#### Request
Reproduce every one of the records below, line by line, without changing a single character.

#### Listed entries
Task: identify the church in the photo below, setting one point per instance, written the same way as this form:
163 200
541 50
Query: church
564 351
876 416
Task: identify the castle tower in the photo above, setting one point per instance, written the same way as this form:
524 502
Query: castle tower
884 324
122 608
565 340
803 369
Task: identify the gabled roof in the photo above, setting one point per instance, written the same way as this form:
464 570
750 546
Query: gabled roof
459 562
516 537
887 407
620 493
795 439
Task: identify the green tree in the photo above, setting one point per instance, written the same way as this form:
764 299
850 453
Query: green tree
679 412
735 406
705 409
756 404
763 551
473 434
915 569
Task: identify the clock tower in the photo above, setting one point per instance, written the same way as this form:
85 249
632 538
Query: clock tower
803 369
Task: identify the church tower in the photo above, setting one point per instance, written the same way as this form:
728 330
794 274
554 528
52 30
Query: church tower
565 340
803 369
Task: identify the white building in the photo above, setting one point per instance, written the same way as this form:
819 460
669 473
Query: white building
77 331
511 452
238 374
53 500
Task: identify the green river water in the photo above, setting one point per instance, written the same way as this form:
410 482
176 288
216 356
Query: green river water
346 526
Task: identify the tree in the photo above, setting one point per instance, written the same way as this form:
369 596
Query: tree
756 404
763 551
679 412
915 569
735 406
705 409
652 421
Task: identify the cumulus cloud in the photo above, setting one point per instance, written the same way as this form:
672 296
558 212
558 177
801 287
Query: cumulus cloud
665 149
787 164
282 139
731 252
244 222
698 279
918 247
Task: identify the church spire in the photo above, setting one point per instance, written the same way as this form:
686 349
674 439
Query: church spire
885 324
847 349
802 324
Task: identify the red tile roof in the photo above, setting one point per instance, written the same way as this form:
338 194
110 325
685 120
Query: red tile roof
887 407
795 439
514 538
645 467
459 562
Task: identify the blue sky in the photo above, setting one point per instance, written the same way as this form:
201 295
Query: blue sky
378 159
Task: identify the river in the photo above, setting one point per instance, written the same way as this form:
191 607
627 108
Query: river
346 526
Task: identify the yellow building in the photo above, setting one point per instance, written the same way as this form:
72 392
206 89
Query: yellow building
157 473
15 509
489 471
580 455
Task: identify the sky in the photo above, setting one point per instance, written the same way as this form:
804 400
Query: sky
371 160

#### In response
Task: identify the church in the photo below, setting one point per instance, written the same way as this form:
163 200
541 50
Query: church
564 351
876 416
Task: identify the castle tower in the photo above, setting one point per instance, written the same way as this form:
524 502
Query: castle tower
884 324
122 608
565 340
803 369
Task: identify the gabled roof in the photo above, setting one point per instance, written the same way as this form:
464 570
750 546
Query: gabled roof
459 562
516 537
887 407
620 493
795 439
Task: identify the green tree in the photo above, setting one point per instance, written the same way as this form:
764 299
850 453
Query: green tree
679 412
735 406
705 409
756 404
763 551
473 434
915 569
Task: identify the clock tower in the photo above, setting one point per instance, written the same way as this form:
85 249
632 538
Query: clock tower
803 369
Task: identify the church tower in the photo above, setting one point per instance, written the same way as this form:
728 330
794 274
554 528
52 30
Query: church tower
565 340
803 369
Task: identify the white building in the photo above, setting one point per instance, written the same way as this form:
819 460
669 473
Query: white building
77 331
511 452
238 374
53 500
Task: identify the green river water in the photo above, setting one point per instance, written the same way as this form:
410 482
176 288
216 356
Query: green river water
346 526
Task: identify the tree in the photo above, setting one point per instance, written the same way as this form:
369 596
Query: tree
756 404
763 551
679 412
915 569
735 406
705 409
652 421
Task: identify the cumulus cloud in the photo above, setting one point per instance, written the same way as this form:
672 296
558 212
558 177
801 287
Query: cumulus cloud
665 149
787 164
282 139
731 252
244 222
698 279
918 247
Task: identify the church spire in the photo above, setting one point per instance, written the same way as this form:
686 349
674 439
Query: church spire
885 324
847 349
802 324
Task: identify the red tile roof in the photo above, setting one point per instance, written the same way as this form:
338 194
110 325
685 120
Query: red tile roof
887 407
795 439
514 538
645 467
459 562
Task: identify the blue sky in the photo above, setting one point per instance, written the same way as this form:
201 295
Query: blue sky
378 159
Task: identify the river in the photo above, setting one point per instance, written the same way as this form:
191 607
627 108
Query: river
346 526
Task: identify the yellow building in the photo above, setting one point per instance, written the same way as this form:
72 392
206 89
Query: yellow building
157 473
15 509
489 471
580 455
Task: identify the sky in the photo above, setting one point per instance, written the same way as this form:
804 400
Query: sky
371 160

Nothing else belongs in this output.